Andrew Korybko |
There’s been a lot of confusion about Russia’s role in CPEC over the past week. Pakistani reports circulated over the weekend saying that FSB chief Alexander Bortnikov had secretly traveled to the strategic South Asian country to hold clandestine talks on Russia’s participation in the game-changing project.
These claims were then refuted by the Russian Foreign Ministry, with the Russian Embassy in India publishing an official statement on their website saying in no uncertain terms that the reports “do not correspond to the realities” because “the possibility of Russia’s joining this initiative is not being discussed with Islamabad.” The incongruity between these two sides raises legitimate questions about which of them is telling the truth, or if the reality murkily lies somewhere in the middle. More importantly, it also leaves Pakistani and Russian businessmen wondering whether Moscow plans to participate in CPEC at all.

EXERCISES TO COMPLETE >>
1 - Write out the passage above on Russia's role in CPEC in full, word for word.
2 - Return every line of the rows below that contains the string "green". Matching is case-sensitive.

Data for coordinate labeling
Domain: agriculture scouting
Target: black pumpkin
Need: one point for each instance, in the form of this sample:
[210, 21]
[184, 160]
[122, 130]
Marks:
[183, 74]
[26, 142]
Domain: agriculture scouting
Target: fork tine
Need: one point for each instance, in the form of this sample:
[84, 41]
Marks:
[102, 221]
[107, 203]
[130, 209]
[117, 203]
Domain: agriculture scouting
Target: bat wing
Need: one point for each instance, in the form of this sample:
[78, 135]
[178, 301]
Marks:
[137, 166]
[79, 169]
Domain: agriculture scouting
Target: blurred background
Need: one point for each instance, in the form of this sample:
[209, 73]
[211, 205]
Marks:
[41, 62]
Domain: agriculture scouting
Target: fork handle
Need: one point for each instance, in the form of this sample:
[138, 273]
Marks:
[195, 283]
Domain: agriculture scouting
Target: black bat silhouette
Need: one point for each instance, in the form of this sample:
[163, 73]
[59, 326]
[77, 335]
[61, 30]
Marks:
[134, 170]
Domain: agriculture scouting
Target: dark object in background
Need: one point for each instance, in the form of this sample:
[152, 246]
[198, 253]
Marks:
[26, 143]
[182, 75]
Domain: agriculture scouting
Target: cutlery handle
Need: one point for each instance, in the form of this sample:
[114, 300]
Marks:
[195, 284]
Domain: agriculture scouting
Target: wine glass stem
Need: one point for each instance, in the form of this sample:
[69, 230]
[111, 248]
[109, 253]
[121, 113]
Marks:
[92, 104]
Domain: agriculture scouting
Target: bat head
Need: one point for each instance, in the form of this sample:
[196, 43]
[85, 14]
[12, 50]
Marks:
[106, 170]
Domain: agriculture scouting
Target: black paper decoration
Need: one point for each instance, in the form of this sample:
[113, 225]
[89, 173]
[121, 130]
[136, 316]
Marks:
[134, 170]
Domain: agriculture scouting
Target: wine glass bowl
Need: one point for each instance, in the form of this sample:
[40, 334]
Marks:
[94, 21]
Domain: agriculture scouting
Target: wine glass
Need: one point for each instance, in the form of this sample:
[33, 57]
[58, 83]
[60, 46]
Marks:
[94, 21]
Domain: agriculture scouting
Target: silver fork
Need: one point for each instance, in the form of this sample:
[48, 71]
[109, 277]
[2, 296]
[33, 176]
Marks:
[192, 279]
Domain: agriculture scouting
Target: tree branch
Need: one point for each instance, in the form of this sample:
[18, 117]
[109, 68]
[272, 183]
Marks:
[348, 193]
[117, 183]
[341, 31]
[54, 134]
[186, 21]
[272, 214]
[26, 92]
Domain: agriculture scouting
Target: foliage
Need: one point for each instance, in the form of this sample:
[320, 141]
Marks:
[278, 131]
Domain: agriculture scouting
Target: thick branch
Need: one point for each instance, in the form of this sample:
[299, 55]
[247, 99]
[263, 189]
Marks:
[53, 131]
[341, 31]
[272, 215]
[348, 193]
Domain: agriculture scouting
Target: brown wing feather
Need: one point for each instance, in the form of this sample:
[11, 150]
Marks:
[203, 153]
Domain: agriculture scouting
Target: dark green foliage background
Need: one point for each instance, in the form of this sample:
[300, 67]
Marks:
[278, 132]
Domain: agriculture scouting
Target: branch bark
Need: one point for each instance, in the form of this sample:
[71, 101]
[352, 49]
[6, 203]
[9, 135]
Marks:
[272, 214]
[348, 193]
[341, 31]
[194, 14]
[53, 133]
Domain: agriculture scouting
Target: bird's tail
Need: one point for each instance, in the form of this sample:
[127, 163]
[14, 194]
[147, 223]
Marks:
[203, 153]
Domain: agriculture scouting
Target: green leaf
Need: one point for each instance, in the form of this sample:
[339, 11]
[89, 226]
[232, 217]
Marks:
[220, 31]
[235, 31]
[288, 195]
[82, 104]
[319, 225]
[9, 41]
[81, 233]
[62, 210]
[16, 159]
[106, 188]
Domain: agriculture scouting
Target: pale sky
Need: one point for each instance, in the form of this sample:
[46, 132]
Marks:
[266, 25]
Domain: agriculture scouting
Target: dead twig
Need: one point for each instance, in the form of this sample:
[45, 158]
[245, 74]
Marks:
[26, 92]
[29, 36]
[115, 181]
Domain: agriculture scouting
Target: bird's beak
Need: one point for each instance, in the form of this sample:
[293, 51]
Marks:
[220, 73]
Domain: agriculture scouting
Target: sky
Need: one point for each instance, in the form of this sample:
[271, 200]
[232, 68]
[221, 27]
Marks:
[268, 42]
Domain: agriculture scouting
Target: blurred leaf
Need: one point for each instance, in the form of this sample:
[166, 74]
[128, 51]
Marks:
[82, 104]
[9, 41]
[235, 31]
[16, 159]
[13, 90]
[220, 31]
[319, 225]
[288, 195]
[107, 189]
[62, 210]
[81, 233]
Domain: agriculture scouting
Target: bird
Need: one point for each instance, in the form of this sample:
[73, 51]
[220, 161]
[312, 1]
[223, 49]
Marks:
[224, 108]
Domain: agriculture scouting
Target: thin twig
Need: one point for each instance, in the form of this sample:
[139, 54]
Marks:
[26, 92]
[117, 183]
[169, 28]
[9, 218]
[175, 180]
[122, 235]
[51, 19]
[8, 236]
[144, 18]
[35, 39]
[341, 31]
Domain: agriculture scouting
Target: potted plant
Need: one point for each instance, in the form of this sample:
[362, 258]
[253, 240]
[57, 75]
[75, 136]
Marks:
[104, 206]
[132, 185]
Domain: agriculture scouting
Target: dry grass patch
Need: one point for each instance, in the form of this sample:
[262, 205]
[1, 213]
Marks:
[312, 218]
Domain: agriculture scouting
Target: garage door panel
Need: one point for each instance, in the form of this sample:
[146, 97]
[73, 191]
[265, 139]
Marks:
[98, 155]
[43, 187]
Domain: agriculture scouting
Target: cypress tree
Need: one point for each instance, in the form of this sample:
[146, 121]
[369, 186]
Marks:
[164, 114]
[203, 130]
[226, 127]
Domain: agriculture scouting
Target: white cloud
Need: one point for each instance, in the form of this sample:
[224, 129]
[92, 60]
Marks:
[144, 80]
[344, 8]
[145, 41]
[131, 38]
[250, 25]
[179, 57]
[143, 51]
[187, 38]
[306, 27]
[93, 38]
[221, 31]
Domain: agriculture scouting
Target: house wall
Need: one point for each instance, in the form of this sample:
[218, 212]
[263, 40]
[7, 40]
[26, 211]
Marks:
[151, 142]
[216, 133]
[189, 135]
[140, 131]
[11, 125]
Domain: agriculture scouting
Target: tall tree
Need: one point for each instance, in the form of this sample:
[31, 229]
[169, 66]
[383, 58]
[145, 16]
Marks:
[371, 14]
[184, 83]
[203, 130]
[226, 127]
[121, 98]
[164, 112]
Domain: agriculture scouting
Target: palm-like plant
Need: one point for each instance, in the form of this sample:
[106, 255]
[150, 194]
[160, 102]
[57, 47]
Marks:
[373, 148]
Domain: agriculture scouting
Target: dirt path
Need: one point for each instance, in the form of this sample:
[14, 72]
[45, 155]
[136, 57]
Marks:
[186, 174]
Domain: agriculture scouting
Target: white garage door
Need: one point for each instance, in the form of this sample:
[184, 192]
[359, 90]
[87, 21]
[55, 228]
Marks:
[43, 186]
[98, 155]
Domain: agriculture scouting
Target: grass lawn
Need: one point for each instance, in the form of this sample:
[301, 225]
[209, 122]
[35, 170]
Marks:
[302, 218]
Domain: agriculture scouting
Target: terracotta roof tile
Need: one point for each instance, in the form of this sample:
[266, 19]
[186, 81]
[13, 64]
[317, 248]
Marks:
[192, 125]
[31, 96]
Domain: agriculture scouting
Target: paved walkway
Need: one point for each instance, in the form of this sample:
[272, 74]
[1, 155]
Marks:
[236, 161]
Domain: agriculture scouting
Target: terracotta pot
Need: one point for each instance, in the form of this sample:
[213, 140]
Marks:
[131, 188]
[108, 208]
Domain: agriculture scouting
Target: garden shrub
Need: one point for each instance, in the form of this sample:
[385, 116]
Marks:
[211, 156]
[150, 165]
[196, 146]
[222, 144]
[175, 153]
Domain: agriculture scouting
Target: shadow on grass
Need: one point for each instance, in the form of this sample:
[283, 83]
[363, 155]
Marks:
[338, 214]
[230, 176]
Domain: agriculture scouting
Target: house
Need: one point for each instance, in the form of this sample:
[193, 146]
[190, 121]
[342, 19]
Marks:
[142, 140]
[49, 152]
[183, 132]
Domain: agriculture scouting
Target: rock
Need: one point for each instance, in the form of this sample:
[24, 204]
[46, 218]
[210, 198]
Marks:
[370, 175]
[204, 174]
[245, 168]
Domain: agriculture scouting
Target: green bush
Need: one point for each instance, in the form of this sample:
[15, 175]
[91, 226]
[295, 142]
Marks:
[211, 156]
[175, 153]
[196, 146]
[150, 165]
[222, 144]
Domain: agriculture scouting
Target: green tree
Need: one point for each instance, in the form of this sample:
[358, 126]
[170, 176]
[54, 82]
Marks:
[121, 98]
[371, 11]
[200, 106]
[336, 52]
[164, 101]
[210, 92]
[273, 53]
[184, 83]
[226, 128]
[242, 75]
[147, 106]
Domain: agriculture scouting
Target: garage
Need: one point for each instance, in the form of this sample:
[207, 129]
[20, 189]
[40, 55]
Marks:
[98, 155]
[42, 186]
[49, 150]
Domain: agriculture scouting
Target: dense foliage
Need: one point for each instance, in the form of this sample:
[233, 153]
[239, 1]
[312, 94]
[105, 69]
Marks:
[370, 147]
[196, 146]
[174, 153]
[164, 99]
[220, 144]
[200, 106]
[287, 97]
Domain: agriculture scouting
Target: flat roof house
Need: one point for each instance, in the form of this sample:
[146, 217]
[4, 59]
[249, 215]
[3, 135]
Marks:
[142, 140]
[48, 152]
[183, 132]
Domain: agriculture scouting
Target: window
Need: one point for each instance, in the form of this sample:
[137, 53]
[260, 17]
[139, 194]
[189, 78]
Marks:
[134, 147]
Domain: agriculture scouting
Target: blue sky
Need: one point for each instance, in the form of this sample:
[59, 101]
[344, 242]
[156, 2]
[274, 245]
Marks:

REPLIES >>
1 -
Andrew Korybko |
There’s been a lot of confusion about Russia’s role in CPEC over the past week. Pakistani reports circulated over the weekend saying that FSB chief Alexander Bortnikov had secretly traveled to the strategic South Asian country to hold clandestine talks on Russia’s participation in the game-changing project.
These claims were then refuted by the Russian Foreign Ministry, with the Russian Embassy in India publishing an official statement on their website saying in no uncertain terms that the reports “do not correspond to the realities” because “the possibility of Russia’s joining this initiative is not being discussed with Islamabad.” The incongruity between these two sides raises legitimate questions about which of them is telling the truth, or if the reality murkily lies somewhere in the middle. More importantly, it also leaves Pakistani and Russian businessmen wondering whether Moscow plans to participate in CPEC at all.

2 -
Target: dark green foliage background
Target: green leaf
Target: green bush
Target: green tree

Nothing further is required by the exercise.